* **PASSAGE SHOWN**:
-*-*-
I am using ZCU102 + AD9144-FMC-EBZ, in JESD mode 0, with meta-adi linux.

When I use the DAC-FMC-EBZ reference design, I get a jittery sine wave on the scope:

I turn off one of the tones, and put the other at scale of 0.8 and 40 MHz,

and I see that the sine wave is "breathing" - its maximum amplitude is going up and down.

When I draw a histogram of the voltage peak-to-peak of my sine, it is quite wide,

with values from 1.04V to 1.047V. (7mV jitter)

I haven't changed anything in the reference design, and was excepting much better performance.

(Our red pitaya and waveform generators give us much more stable sine wave).

What can be the source for this?

I thought it can be the clock source- is it OK to use a 2GHz sine wave as the source (or does it have to be a square wave?)?

Any idea or direction to get rid of the noise will be very helpful,

thanks!

Thread Notes

Moved from High-Speed DACs to Linux Software Drivers on Thursday, November 16, 2023 12:37:52 AM by JMMina

  • Hi, On behalf of the EngineerZone Community team, we apologize for the replies to your inquiry that were accidentally deleted and for any inconvenience this deletion may have caused. 

  • Oh, I saved the accepted answer- it seems to be that our clock wasn't stable enough

    (though we are still debating if it is better to use a square clock or a sine-wave clock).

    This was the answer:

    "

    Not sure why this was moved here. I'm pretty sure this has nothing to do with software. 

    erw42 said: 

    I see that the sine wave is "breathing" - its maximum amplitude is going up and down. 

    When I draw a histogram of the voltage peak-to-peak of my sine, it is quite wide, 

    with values from 1.04V to 1.047V. (7mV jitter) 

    I don't think you should look at a high speed data converter like this. 

    Ask google what jitter is: "Jitter is the timing variations of a set of signal edges from their ideal values. Jitters in clock signals are typically caused by noise or other disturbances in the system." 

    So jitter is measured in ps or fs. 

    You typically connect the output of the DAC to a spectrum analyzer and identify all the frequency components present. 

    You will find components other than your fundamental tone. The measure how performant your converter is can be found in the datasheet. 

    Take a look at spurious free dynamic range SFDR. SFDR heavily depends on the Phase Noise (related to jitter) of your converter clock. 

    erw42 said: 

    I thought it can be the clock source- is it OK to use a 2GHz sine wave as the source (or does it have to be a square wave?)? 

    So data converters a “Garbage in – garbage out. (GIGO)”  systems. A bad reference clock will generate bad spurs in the DAC output. 

    And everything mixes with each other. So the amplitude variations you see in the time domain, are actually modulation by these other frequency components. 

    Does this explain things? 

    -Michael  

    "

  • Oh, I saved the accepted answer- it seems to be that our clock wasn't stable enough.
-*-*-
* **EXERCISE OBJECTIVE**:
Answer these questions about the forum thread:
1. What range of peak-to-peak voltage values appears in the histogram of the sine wave?
2. In what units does the saved answer say jitter is measured?
3. Which datasheet measure does the saved answer suggest taking a look at?
The material that comes next has no connection to the forum thread.

Dataset excerpt:
-*-*-
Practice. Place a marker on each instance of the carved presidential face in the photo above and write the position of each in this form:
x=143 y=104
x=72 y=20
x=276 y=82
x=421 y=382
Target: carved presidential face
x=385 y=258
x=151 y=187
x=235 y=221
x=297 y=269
-*-*-
* **ANSWER TO THIS PROBLEM**:
1. From 1.04V to 1.047V.
2. In ps or fs.
3. Spurious free dynamic range (SFDR).